WORK TO BE COMPLETED
Rewrite these rows, replacing "Return value format" with "Output format" and keeping everything else unchanged. Leave the pictures out.

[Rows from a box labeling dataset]
## START
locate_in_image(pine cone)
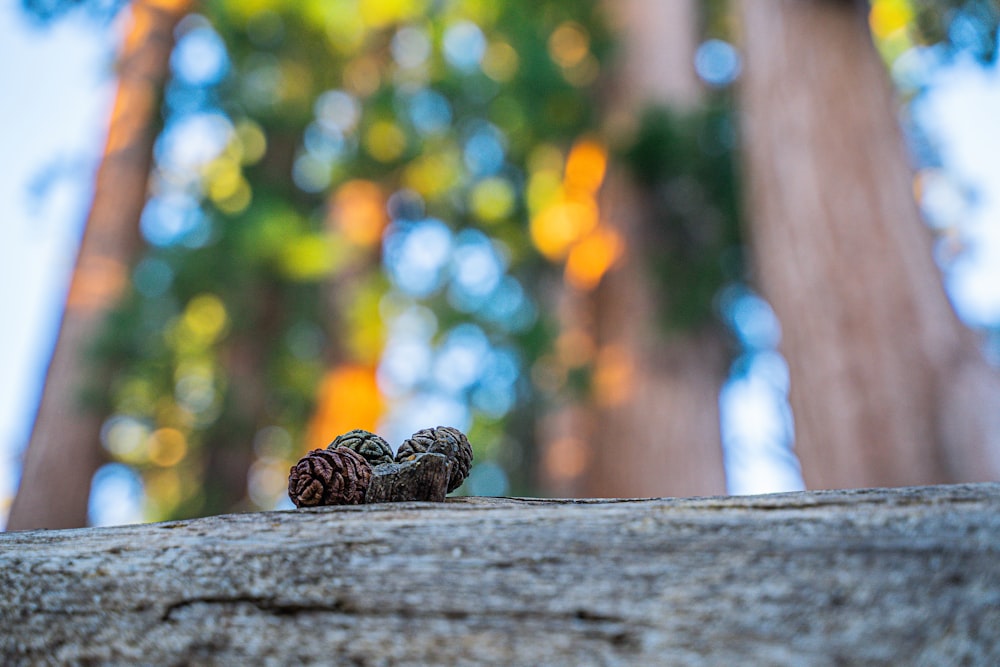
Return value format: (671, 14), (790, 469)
(326, 428), (392, 468)
(288, 447), (372, 507)
(396, 426), (472, 493)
## END
RESULT OF THE TASK
locate_in_image(pine cone)
Output format: (671, 14), (790, 469)
(326, 428), (392, 468)
(288, 447), (372, 507)
(396, 426), (472, 493)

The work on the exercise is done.